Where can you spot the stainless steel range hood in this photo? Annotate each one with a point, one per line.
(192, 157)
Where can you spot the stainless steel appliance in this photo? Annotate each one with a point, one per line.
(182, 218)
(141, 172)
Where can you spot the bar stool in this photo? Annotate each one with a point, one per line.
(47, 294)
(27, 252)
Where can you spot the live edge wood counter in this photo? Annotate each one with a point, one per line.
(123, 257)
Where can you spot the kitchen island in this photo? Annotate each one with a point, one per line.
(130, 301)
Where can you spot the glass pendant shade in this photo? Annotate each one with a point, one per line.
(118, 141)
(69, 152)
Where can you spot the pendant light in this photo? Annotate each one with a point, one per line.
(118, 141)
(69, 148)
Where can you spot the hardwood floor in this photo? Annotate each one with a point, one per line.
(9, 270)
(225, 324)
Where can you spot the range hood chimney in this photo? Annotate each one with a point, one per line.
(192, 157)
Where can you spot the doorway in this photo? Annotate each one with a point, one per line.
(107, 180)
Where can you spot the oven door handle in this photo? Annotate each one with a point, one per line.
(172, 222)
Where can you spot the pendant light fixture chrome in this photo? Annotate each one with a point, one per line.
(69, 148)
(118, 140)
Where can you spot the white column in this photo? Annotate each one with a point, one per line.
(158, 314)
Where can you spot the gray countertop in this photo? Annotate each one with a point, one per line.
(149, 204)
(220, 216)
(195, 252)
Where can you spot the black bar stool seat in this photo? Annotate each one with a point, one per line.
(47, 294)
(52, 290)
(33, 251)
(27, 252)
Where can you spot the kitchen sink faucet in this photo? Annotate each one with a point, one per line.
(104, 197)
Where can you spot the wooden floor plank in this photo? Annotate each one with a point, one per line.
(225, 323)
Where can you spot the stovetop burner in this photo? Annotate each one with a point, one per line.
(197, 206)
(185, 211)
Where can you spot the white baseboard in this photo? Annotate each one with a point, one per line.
--------------------------------------------------
--- WRITTEN TASK ---
Output the line holding "Where can you spot the pendant light fixture", then every later line through the end of the records above, exactly as given and nothing else.

--- WRITTEN ANSWER ---
Where can you spot the pendant light fixture chrome in this photo? Annotate each one with a point, one per line.
(69, 148)
(118, 140)
Where can you spot the white column in this photo? Annotate each one with a point, one per line.
(158, 314)
Where can you spot the gray countertop in this photo? Annotate each one with a point, one per line.
(149, 204)
(220, 216)
(195, 252)
Where can you spot the black bar stool seat in this photo? Annotate each one with a point, one per line.
(47, 294)
(52, 290)
(33, 251)
(27, 252)
Where can you spot the kitchen sink faucet in this photo? Annotate each one with a point, one per line.
(104, 197)
Where can you spot the wooden floor plank in this photo? Annotate each one with a point, one per line.
(225, 323)
Where can you spot the stovetop burner in this photo? Annotate each one with a point, one per line.
(197, 206)
(185, 211)
Where can you spot the white baseboard in this photo? Annotate each one with a point, one per line.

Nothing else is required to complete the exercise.